═════ Supplied records
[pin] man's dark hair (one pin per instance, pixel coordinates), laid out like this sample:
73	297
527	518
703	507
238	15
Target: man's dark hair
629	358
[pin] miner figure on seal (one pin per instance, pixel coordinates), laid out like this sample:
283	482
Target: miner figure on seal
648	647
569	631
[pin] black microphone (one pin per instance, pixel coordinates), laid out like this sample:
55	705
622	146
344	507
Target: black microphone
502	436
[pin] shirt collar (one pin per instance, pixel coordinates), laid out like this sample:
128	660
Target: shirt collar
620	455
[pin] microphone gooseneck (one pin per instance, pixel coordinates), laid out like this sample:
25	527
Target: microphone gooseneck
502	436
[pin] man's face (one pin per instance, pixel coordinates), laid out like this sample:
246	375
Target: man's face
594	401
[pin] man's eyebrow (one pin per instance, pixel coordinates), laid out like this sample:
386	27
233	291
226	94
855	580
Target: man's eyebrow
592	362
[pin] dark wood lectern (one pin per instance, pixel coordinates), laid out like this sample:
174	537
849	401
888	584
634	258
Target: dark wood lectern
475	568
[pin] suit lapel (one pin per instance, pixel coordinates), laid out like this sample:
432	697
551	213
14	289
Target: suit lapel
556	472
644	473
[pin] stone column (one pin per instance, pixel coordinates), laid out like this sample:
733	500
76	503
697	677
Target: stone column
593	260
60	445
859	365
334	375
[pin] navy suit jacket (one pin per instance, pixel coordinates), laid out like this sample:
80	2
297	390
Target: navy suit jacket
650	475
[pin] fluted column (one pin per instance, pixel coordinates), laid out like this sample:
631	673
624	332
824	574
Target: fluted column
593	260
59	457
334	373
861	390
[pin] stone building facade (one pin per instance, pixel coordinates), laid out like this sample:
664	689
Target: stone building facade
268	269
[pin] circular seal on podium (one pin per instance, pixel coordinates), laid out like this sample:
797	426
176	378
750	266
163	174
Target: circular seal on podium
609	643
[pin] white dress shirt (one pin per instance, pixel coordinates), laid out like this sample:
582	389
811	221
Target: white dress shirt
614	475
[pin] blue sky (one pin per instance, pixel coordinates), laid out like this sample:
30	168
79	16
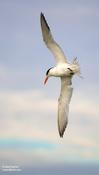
══════════
What the task asks
Rewrite the material from the line containing "[pin] circular seal" through the end of the material, keeping every request as it is and adding 141 to each number in the answer pin coordinates, and leave the pictures out.

Result
[pin] circular seal on podium (one pin per instance, pixel coordinates), laid out like this sample:
797	426
176	378
750	266
163	174
Target: circular seal on podium
750	784
[pin] white dress shirt (one pin per instance, pixel coordinates), laid out like this sample:
582	389
811	221
Target: white dress shirt
755	616
[pin] blue sky (one pin per instance, pixel coordinates), laid out like this sample:
30	168
79	16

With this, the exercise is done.